§ SET PROBLEM: In the article on filtering noisy measurements below, what kind of filter does the line "y += k * (x - y);" produce?

§ ARTICLE:
Suppose you need to filter your noisy measurement a bit. Digital filter, oh, and those Z transforms... Most engineers I know would roll out a moving average filter (beware of overflow and aliasing!), few would pull their Mitra and Proakis from the bookshelves, looking up Butterworth again. But there is a simpler way.
Ignoring computer arithmetic imperfections for now, these two lines are equivalent (thinking in C,
x is an input expression,
y output variable, say
y = x; y += x - y;
Now suppose we add just a fraction of a difference:
y += k * (x - y); // 0 < k < 1
This is a beautiful first order IIR (recursive) low-pass filter.
y is its state,
x - y innovation in each iteration.

§ INFORMATION PROVIDED:

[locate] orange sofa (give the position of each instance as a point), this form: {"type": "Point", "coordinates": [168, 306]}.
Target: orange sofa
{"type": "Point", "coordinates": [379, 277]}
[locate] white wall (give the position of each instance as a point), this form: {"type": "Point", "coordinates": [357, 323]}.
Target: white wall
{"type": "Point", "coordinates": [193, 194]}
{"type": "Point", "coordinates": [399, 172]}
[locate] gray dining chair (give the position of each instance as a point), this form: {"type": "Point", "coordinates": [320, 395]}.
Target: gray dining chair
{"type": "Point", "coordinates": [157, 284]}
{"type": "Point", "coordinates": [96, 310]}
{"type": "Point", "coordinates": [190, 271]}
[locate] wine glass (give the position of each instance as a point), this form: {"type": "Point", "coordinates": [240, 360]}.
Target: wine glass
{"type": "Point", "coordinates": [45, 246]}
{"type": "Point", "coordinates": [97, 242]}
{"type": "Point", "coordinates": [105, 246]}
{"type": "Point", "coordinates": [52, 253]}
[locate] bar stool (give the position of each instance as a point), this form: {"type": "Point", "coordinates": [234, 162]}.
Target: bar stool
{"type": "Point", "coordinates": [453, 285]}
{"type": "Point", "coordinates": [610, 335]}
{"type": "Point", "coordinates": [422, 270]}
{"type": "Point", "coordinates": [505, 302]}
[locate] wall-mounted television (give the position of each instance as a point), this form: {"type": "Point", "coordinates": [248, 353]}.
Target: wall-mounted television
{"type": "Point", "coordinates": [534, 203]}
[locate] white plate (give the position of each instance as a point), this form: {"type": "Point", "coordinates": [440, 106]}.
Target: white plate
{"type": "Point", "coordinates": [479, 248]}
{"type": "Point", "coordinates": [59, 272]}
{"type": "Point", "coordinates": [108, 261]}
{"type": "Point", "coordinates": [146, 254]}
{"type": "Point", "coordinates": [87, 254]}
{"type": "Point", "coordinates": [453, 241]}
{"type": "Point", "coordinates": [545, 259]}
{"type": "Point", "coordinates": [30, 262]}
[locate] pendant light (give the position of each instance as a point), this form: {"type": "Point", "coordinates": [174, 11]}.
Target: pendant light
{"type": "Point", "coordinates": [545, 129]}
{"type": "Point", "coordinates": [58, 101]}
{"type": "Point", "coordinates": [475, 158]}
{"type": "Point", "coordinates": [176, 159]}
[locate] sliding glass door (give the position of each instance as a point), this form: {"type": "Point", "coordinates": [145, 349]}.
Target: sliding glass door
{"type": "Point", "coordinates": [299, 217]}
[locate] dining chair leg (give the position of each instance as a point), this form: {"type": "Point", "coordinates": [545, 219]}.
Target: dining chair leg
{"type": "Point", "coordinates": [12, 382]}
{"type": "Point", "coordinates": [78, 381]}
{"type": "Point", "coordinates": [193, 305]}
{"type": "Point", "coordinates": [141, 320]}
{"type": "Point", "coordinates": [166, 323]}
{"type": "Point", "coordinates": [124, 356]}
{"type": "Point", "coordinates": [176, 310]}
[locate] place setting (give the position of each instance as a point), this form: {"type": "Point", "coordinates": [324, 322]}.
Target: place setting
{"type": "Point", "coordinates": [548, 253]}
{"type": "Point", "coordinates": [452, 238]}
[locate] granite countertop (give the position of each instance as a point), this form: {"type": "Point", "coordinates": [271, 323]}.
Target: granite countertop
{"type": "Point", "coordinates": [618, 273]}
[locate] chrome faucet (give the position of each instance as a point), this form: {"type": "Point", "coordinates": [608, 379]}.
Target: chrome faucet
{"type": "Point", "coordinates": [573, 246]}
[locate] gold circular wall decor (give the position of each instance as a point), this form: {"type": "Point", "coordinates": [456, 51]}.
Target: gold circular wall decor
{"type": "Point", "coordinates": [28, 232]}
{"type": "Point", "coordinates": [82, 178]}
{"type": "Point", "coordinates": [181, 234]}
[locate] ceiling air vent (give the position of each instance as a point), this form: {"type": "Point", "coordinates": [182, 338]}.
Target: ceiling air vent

§ RESULT OF THE TASK: A first order IIR (recursive) low-pass filter.